▸ **Texte à analyser**
========================================
Entre l'histoire d'un individu et la culture d'une entreprise se joue un scénario très singulier. D'autant plus singulier qu'on aurait tort de croire que les individus concernés sont "fragiles". C'est tout le contraire. Au point que le burn out est définit aujourd'hui par les spécialistes comme "la maladie du battant". Le "burn out" ne frappe pas au hasard. Et s'attaque en priorité à ceux qui ne le sentent pas arriver. Pire : à ceux qui s'en croient radicalement éloignés, et placent leur travail dans une telle estime qu'ils se donnent sans compter, à l'instar d'un cadre habitué à toujours surmonter les surcharges de travail en tirant sur la corde. Il en va ainsi de leur vie...jusqu'à la mettre parfois en péril.
========================================
Dites, s'il vous plaît, si chaque affirmation concorde avec le texte sur le burn out, par oui ou non, en citant les mots du texte qui tranchent. 1. Les personnes touchées par le burn out sont fragiles. 2. Le burn out frappe au hasard. 3. Le burn out s'attaque en priorité à ceux qui ne le sentent pas arriver. Ces lignes proviennent d'une autre source.
========================================
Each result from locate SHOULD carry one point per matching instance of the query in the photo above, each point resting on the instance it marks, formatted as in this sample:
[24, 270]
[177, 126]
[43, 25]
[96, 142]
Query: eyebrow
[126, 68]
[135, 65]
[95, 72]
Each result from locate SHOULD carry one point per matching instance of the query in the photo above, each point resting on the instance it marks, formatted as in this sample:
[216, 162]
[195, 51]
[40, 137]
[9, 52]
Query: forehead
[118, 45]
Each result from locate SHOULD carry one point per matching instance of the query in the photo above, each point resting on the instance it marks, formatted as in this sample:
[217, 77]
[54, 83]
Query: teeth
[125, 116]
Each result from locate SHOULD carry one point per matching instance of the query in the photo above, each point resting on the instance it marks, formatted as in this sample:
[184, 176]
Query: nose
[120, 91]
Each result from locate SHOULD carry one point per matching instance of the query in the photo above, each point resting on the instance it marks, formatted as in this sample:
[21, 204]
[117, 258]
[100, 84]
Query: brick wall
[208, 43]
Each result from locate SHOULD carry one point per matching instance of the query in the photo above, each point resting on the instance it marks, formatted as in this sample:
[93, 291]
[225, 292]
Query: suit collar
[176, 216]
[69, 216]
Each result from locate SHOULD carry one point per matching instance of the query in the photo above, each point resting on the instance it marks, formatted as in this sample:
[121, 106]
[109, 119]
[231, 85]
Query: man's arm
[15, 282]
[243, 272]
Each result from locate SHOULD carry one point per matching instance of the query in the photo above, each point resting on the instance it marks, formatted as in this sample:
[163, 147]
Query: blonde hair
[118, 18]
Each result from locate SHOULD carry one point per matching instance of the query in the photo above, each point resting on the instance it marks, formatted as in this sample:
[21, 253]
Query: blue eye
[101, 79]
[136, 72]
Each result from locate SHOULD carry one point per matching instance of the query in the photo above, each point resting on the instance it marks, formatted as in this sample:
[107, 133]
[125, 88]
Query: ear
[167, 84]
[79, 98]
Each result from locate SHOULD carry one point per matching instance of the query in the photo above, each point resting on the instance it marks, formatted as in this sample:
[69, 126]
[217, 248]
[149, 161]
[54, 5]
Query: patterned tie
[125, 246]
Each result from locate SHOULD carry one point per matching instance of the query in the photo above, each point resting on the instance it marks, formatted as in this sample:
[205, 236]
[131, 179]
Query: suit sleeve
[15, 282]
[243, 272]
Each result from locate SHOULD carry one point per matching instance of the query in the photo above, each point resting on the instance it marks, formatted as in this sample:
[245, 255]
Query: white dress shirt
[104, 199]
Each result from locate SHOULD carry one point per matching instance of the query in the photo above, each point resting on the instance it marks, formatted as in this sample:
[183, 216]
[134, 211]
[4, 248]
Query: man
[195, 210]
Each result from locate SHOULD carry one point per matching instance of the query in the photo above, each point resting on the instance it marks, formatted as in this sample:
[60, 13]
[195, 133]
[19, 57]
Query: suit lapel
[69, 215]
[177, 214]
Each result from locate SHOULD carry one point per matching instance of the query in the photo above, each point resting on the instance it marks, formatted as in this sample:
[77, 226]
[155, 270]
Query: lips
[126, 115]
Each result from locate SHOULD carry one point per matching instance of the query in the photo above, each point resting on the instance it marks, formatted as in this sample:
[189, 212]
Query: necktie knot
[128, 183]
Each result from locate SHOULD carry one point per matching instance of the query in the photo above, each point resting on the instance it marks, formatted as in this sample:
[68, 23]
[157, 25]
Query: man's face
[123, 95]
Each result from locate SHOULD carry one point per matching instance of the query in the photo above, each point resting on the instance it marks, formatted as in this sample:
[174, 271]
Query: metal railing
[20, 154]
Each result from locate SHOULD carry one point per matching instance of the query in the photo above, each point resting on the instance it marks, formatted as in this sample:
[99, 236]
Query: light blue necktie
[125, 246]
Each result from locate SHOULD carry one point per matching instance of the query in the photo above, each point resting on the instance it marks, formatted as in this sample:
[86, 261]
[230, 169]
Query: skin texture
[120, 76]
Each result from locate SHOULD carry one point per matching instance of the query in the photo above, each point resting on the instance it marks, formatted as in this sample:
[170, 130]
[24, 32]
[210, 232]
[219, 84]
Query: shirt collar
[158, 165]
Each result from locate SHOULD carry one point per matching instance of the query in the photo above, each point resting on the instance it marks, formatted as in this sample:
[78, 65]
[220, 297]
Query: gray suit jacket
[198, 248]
========================================
▸ **Réponse**
1. Non : « C'est tout le contraire. »
2. Non : « Le "burn out" ne frappe pas au hasard. »
3. Oui : « Et s'attaque en priorité à ceux qui ne le sentent pas arriver. »